_STATED GOAL_: Produce a verbatim transcription of the records below, beginning at the line containing "Target: salmon roe" and ending at the final line; include only those lines.

━━━━━━

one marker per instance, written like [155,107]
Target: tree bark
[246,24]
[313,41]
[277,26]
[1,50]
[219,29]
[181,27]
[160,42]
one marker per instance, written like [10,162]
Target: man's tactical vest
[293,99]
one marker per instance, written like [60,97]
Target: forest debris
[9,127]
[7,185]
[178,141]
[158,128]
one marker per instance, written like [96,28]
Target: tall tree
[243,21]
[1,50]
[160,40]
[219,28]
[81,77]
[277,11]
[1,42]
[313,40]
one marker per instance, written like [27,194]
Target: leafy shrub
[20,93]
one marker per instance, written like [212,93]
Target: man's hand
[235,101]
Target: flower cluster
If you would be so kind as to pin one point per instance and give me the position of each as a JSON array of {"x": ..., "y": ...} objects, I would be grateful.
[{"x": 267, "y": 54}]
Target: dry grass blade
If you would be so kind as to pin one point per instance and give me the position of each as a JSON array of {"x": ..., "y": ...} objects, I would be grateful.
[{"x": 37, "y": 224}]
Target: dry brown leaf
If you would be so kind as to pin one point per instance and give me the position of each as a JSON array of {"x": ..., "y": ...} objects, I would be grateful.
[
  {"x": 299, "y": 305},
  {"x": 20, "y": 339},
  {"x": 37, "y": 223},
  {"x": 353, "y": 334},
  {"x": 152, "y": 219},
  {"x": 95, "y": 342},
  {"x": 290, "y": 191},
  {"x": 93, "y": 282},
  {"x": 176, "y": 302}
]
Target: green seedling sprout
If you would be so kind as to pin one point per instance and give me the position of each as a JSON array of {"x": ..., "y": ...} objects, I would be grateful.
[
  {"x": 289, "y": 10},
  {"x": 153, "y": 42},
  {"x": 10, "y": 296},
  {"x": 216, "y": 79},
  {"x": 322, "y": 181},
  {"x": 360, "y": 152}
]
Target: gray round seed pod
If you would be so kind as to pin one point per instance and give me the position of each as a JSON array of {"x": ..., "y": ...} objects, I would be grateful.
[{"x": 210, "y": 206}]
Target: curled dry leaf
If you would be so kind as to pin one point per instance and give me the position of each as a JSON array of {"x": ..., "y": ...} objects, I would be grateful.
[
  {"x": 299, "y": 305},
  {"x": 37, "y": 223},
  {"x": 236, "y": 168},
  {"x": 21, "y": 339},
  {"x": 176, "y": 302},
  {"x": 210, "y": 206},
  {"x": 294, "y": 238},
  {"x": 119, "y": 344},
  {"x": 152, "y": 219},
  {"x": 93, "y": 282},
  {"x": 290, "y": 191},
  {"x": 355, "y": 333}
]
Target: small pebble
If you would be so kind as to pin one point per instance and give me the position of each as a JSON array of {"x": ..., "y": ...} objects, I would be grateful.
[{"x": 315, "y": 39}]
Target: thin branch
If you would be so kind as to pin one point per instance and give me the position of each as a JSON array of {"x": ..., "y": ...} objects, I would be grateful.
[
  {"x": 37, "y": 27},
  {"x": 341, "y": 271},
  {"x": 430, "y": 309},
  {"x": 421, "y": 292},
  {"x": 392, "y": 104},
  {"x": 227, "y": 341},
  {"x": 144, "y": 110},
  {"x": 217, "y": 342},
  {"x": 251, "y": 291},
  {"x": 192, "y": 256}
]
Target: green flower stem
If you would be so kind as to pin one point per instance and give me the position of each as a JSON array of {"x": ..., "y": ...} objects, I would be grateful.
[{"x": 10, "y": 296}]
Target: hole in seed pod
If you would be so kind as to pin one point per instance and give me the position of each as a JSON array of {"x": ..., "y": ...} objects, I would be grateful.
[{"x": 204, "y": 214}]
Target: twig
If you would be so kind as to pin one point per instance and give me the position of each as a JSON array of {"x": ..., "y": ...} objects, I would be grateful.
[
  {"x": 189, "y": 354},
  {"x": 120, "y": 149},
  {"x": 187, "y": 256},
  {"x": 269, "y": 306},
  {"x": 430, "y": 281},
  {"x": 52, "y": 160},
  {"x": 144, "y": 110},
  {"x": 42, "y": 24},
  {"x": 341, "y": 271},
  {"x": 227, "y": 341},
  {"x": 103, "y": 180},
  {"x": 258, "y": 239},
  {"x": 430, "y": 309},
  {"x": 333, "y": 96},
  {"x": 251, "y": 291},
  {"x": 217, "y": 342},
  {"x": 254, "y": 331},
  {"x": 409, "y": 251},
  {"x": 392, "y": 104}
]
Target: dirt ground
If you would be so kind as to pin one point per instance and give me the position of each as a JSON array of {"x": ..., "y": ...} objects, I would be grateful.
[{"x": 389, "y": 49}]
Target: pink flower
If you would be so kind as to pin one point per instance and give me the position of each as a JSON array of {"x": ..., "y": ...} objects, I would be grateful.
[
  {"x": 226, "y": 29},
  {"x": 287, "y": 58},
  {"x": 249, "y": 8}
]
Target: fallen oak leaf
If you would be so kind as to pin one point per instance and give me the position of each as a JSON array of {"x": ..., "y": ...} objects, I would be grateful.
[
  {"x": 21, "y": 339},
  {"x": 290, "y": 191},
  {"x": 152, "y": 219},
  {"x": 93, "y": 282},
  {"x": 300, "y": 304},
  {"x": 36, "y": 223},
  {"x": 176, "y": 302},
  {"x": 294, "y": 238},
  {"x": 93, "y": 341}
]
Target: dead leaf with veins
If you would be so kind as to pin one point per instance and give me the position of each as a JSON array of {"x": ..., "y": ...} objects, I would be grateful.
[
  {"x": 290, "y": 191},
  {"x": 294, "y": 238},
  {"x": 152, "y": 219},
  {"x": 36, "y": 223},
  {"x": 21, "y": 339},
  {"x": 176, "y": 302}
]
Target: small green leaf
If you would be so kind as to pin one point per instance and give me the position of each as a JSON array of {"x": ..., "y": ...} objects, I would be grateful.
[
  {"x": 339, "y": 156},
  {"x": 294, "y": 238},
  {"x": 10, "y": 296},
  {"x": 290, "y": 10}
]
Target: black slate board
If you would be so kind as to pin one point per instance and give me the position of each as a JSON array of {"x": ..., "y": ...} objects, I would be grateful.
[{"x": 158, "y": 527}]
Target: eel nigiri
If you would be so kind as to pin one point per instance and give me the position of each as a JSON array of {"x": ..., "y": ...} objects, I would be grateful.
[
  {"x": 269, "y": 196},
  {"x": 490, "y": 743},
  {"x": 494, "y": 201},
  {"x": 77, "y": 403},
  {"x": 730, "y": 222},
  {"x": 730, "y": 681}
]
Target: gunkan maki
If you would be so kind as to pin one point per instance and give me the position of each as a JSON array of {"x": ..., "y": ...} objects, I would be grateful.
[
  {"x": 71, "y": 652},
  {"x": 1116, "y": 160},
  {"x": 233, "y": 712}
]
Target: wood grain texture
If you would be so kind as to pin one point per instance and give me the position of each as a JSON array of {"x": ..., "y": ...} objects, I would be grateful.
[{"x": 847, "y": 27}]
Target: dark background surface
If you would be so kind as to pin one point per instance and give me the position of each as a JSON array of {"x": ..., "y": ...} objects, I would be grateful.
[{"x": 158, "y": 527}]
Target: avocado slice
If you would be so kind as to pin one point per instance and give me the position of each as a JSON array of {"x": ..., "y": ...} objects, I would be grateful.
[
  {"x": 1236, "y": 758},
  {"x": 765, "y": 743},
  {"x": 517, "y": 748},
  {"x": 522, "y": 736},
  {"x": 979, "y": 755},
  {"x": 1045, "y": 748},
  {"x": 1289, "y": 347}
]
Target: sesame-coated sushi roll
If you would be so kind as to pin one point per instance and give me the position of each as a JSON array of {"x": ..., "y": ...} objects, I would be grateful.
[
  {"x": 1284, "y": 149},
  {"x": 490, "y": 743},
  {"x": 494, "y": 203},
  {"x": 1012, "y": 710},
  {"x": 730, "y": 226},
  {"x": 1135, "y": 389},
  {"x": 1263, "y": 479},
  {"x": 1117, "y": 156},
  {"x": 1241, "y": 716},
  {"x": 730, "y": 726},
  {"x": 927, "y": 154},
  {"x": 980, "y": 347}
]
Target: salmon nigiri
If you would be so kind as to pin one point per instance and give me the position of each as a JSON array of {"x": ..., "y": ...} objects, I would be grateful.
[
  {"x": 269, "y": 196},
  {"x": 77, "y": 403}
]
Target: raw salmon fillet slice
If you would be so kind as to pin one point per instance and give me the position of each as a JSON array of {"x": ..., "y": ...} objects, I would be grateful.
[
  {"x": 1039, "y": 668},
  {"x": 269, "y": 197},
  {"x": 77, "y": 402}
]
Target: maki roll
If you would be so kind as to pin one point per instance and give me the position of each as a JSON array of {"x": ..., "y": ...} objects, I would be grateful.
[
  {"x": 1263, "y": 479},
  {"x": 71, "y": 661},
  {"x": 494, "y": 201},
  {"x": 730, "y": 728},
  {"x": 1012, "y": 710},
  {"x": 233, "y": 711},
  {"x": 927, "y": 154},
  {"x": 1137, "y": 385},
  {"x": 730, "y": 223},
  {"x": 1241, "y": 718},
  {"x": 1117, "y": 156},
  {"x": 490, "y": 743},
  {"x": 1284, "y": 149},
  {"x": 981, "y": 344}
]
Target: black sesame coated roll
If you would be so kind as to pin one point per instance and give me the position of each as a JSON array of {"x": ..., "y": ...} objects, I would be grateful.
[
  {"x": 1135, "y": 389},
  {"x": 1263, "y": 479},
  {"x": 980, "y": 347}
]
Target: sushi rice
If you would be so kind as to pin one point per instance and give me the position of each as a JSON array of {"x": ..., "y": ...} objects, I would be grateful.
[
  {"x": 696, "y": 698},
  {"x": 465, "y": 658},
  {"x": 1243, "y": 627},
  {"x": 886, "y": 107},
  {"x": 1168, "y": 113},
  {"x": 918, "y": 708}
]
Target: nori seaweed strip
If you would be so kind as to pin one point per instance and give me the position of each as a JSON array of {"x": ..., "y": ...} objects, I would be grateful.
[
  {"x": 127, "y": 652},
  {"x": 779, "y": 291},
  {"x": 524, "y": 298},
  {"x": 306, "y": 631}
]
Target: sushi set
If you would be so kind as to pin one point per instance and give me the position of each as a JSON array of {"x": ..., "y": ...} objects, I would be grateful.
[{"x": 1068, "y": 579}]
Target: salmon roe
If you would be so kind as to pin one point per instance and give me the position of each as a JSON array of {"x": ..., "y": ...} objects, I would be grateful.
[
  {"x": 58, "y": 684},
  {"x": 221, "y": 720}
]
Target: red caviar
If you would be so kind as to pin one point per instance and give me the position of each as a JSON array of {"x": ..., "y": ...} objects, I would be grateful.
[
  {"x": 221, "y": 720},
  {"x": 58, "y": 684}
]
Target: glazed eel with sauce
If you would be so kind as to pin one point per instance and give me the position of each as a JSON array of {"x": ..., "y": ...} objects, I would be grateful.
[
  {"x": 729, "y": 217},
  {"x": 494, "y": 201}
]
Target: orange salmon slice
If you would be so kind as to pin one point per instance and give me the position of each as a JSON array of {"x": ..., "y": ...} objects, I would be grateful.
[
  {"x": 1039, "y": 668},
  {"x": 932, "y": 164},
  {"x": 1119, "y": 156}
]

━━━━━━

_COMPLETE RESPONSE_:
Target: salmon roe
If you would be so kind as to pin one point per instance and give me the position of each as a JSON array of {"x": ..., "y": ...} objects, I would be grateful.
[
  {"x": 58, "y": 684},
  {"x": 221, "y": 720}
]
Target: red caviar
If you would be so kind as to pin one point per instance and give me the position of each as a JSON array of {"x": ..., "y": ...} objects, I would be grateful.
[
  {"x": 221, "y": 720},
  {"x": 58, "y": 684}
]
Target: glazed eel with sauce
If you would be so kind as to pin one point per instance and give me the position of each as a JSON array of {"x": ..., "y": ...} objects, I would be grateful.
[
  {"x": 729, "y": 217},
  {"x": 494, "y": 201}
]
Target: orange salmon slice
If you would be so kind as to pin one point per instance and give me the position of each as a JSON array of {"x": ..., "y": ...} objects, I would be grateful.
[
  {"x": 1039, "y": 668},
  {"x": 932, "y": 164},
  {"x": 1119, "y": 156}
]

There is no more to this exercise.